## About this task:
Lines from the line with "Point to the yellow" to the line with "Point to the smoke, one" in the entries below, and only those, must be output exactly, with both ends included.

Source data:

◆ ◆ ◆ ◆ ◆ ◆ ◆

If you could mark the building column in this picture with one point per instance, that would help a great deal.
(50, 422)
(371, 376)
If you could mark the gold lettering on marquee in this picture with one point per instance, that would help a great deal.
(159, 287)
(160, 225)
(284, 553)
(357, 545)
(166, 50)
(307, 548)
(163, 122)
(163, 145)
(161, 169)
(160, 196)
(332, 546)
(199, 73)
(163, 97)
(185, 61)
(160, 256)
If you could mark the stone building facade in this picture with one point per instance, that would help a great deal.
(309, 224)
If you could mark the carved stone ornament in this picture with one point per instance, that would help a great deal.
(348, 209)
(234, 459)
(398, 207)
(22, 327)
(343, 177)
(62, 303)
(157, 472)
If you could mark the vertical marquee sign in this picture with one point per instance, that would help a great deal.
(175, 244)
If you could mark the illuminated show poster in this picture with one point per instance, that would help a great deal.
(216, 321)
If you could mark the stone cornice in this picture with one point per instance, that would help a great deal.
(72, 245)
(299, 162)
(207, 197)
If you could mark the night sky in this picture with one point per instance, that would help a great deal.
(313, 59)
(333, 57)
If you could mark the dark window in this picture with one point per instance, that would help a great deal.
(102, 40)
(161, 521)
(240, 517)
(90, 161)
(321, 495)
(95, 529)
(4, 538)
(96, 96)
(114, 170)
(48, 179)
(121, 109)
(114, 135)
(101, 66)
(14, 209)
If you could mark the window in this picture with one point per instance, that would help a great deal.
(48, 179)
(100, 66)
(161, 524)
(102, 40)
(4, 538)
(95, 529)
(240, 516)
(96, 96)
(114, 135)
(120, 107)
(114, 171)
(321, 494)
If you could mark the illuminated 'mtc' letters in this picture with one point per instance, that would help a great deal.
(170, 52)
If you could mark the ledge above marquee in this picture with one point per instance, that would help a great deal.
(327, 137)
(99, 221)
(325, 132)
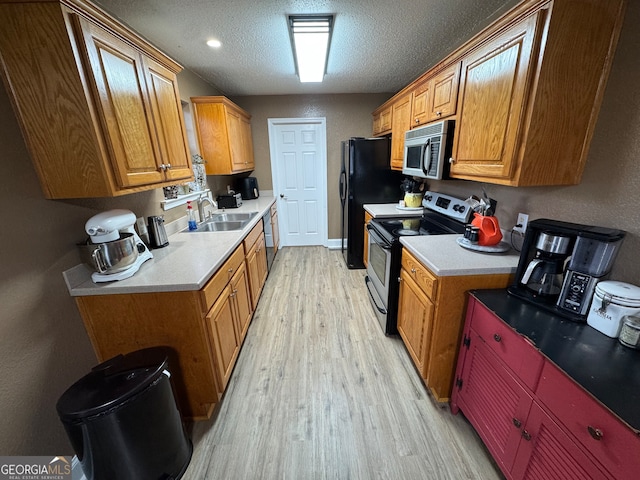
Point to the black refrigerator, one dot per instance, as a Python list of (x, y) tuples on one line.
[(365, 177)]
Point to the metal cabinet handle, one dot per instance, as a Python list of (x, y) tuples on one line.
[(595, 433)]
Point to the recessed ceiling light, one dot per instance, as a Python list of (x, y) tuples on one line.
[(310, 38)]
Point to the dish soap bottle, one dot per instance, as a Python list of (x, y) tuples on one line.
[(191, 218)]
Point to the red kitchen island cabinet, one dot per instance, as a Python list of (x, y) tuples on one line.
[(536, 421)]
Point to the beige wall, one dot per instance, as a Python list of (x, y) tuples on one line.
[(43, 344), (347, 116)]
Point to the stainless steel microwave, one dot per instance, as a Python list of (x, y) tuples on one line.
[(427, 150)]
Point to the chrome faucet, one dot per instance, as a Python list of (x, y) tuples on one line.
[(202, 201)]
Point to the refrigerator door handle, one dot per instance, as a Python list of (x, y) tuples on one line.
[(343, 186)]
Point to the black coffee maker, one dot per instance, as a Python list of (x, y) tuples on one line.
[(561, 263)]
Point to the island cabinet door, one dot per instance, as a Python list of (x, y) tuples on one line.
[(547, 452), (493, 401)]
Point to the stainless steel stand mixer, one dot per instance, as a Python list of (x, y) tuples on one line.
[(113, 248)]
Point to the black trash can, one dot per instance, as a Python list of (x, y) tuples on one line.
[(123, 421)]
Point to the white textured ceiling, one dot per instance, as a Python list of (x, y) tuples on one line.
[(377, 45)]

◆ ◆ ◆ ◆ ◆ ◆ ◆

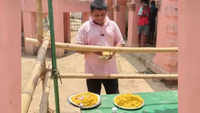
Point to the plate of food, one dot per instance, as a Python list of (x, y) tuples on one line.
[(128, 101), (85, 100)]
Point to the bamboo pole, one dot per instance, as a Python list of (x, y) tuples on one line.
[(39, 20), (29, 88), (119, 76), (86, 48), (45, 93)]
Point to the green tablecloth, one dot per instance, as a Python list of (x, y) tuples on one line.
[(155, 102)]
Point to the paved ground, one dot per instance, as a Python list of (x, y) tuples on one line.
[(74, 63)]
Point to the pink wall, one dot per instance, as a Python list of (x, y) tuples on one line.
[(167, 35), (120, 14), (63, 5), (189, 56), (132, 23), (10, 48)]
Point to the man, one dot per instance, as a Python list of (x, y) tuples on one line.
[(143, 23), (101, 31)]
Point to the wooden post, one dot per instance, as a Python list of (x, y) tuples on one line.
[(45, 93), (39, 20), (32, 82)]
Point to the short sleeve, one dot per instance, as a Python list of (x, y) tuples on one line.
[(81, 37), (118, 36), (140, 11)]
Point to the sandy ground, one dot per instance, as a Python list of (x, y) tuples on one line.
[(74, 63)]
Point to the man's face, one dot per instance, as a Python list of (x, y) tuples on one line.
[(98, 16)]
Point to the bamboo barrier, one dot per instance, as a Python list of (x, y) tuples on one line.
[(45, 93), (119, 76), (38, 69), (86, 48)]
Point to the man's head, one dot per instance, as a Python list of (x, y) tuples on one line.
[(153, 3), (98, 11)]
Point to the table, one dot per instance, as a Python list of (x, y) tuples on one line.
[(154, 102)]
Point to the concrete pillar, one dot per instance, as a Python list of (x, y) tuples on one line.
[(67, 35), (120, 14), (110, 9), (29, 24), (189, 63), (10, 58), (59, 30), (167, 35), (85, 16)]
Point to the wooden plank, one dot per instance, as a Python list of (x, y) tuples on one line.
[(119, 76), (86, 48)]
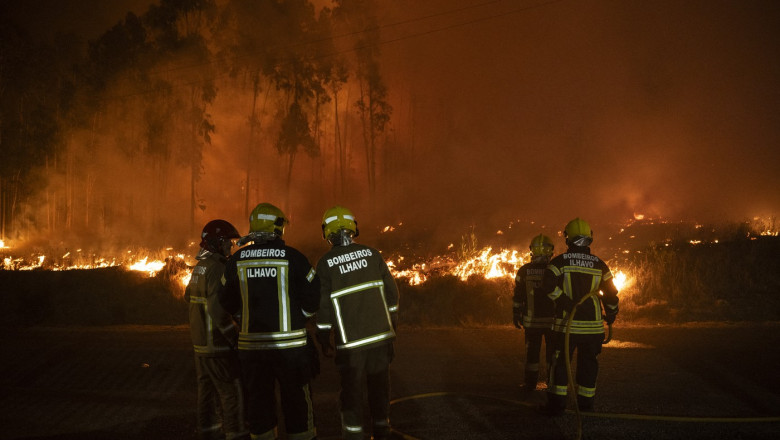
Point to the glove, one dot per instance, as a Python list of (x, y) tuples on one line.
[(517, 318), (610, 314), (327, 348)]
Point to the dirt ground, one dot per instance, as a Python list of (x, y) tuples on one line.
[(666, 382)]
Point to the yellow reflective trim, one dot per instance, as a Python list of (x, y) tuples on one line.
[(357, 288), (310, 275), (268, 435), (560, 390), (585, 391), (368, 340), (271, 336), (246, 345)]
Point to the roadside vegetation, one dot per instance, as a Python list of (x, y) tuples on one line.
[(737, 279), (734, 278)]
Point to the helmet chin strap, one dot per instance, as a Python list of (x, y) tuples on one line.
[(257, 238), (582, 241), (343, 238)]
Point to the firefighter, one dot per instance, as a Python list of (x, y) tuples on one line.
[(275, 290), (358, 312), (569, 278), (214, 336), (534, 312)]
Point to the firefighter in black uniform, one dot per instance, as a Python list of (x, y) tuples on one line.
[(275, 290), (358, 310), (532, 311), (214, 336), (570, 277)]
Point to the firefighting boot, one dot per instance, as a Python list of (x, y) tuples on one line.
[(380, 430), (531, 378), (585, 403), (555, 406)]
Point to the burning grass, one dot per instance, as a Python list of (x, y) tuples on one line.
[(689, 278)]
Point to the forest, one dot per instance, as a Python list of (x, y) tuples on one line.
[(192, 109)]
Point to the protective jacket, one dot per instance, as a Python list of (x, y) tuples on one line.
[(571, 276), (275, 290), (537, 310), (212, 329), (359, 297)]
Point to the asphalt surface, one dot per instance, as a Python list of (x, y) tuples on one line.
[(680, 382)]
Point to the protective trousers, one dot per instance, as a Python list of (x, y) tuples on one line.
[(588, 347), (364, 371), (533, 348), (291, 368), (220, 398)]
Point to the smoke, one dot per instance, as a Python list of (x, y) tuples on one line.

◆ ◆ ◆ ◆ ◆ ◆ ◆

## Exercise output:
Point to the yellow reflective trim, one dot per instance, as a Python list of (x, y) tuples on one line.
[(357, 288), (310, 275), (268, 435), (560, 390), (585, 391), (368, 340), (271, 336), (246, 345)]
Point to the roadside vegetation, one dot per instance, as a Python list of (x, y) tuples on one line.
[(737, 279), (734, 278)]
Point to the helmet chin strap, one dot per instance, as a Python list of (x, y) tuples on one line.
[(257, 238), (582, 241), (343, 238)]
Point to the firefighter, one dot per instance, as a Python list of (x, y) tuples on one line.
[(275, 290), (358, 312), (569, 278), (214, 336), (534, 312)]
Point to the firefighter in black uniform, one dot per instance, as a Python list of (x, y) tuples on one line.
[(275, 290), (358, 310), (532, 311), (214, 336), (570, 277)]
Point to the firefighting boot, one dot per instance, as a Python list of (x, y) tuples on one line.
[(380, 430), (531, 378), (585, 403), (555, 406)]
Point to the burning grass, one dot per instance, as a Python list of (x, y) tuples on one line.
[(689, 278)]
Point to the forest, one dot per instance, as a Python list of (x, y) tuples on one line.
[(192, 109)]
Point to the protective jacket, one dot per instance, as a Python list of (x, y) tuples on one line.
[(571, 276), (275, 290), (537, 310), (212, 329), (359, 297)]
Point to the asphalt surface, one dot per instance, as a Python list of (x, y) tuples on one line.
[(680, 382)]
Point to the protective trousers, one dot per instance, as a Python list of (x, y) tuples on one line.
[(588, 347), (364, 371), (533, 348), (291, 368), (220, 398)]
Point to the smoke, one dot per instance, as a Python list of (x, y) tuples on one line.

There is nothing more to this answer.